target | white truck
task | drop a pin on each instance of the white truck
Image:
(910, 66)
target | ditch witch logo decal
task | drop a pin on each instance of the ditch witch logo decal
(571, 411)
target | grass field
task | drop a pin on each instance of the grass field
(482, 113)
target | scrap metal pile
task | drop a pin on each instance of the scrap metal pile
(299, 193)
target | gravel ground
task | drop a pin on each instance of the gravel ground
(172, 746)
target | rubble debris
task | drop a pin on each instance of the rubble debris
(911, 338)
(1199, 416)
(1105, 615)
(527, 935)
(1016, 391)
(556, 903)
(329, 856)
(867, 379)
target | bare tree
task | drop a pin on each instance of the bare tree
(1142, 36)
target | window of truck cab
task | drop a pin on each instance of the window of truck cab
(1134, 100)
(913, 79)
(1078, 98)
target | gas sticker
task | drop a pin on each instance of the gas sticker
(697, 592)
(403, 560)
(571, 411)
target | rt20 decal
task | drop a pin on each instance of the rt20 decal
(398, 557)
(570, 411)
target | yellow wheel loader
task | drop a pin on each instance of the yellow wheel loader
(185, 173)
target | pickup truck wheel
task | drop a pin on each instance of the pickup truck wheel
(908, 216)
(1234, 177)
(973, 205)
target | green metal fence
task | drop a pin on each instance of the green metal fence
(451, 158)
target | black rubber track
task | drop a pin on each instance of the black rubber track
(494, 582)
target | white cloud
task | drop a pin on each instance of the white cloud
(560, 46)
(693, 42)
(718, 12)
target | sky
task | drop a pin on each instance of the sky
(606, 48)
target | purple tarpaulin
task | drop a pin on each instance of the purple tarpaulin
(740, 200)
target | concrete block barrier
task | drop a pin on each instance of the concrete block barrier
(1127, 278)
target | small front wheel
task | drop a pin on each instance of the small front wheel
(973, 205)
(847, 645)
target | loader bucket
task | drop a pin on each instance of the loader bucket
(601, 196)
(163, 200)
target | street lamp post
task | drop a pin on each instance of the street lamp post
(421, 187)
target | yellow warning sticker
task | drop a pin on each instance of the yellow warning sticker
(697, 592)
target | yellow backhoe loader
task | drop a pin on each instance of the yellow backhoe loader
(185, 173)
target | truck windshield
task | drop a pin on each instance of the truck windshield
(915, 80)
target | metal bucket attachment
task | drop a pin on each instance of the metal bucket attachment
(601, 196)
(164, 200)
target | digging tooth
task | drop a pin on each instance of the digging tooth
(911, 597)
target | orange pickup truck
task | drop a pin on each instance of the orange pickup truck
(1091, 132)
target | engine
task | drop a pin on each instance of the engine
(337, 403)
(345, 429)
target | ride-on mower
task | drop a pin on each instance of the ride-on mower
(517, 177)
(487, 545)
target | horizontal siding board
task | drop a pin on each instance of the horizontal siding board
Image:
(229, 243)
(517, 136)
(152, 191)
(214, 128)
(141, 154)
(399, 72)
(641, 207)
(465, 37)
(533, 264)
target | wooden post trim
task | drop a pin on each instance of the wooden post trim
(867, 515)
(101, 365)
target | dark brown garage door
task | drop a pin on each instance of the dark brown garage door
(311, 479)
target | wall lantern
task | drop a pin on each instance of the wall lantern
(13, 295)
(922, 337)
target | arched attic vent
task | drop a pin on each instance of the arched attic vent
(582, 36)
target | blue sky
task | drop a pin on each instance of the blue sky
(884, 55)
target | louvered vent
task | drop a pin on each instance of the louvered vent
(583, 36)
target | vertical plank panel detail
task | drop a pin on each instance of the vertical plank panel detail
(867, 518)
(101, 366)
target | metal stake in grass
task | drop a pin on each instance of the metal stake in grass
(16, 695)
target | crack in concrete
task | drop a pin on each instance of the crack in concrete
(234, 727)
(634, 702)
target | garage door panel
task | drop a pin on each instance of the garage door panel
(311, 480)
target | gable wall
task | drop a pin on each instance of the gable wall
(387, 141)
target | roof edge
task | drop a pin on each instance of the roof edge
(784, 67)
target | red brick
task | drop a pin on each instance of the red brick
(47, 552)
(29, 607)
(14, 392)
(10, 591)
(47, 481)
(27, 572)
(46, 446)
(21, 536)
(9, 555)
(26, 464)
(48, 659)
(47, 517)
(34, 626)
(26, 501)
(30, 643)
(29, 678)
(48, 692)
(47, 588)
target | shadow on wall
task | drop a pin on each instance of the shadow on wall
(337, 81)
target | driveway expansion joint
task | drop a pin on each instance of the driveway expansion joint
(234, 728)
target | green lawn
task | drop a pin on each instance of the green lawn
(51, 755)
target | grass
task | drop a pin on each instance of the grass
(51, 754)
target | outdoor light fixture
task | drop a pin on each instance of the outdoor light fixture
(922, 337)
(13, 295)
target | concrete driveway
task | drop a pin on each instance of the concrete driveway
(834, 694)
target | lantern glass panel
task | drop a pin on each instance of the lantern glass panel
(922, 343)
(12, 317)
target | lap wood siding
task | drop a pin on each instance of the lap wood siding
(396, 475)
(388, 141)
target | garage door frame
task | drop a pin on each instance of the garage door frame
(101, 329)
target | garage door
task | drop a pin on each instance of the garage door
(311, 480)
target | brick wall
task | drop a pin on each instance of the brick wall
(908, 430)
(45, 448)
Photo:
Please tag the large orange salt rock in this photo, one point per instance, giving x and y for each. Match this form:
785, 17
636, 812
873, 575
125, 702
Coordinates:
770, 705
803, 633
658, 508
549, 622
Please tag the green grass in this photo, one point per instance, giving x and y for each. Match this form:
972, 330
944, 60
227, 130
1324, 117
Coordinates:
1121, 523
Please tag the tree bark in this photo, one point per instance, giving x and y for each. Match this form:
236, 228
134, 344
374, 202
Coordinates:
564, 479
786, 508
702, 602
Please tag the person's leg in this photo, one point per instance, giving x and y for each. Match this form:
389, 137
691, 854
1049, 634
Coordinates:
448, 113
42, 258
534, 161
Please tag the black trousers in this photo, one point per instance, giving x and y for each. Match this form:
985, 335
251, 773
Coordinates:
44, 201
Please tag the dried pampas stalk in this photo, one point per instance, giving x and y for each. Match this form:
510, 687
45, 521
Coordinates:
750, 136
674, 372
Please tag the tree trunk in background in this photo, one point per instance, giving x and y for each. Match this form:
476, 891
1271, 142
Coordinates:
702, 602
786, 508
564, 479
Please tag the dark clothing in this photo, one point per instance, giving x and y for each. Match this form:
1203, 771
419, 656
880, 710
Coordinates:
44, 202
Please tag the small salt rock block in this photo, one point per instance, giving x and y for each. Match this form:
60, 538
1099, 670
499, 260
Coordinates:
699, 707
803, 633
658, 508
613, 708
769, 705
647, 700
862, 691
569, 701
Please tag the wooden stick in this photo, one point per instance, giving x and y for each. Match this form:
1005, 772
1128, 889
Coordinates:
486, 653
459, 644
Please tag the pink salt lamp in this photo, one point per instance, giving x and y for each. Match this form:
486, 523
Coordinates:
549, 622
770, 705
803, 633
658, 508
——————
TASK TO CARRY OUT
Please reproduce exactly the lines in the listing above from the one containing "task | drop a pin on each instance of the scrap" through the one containing "target | bare tree", both included, and nothing more.

OUTPUT FOR THIS TASK
task | drop a pin on each instance of the scrap metal pile
(299, 193)
target | gravel ground
task | drop a pin on each instance of the gravel ground
(172, 746)
target | rubble debris
task | drop a pin on each instance of the rubble debris
(911, 338)
(1199, 416)
(1105, 615)
(527, 935)
(1016, 391)
(556, 903)
(329, 856)
(867, 379)
target | bare tree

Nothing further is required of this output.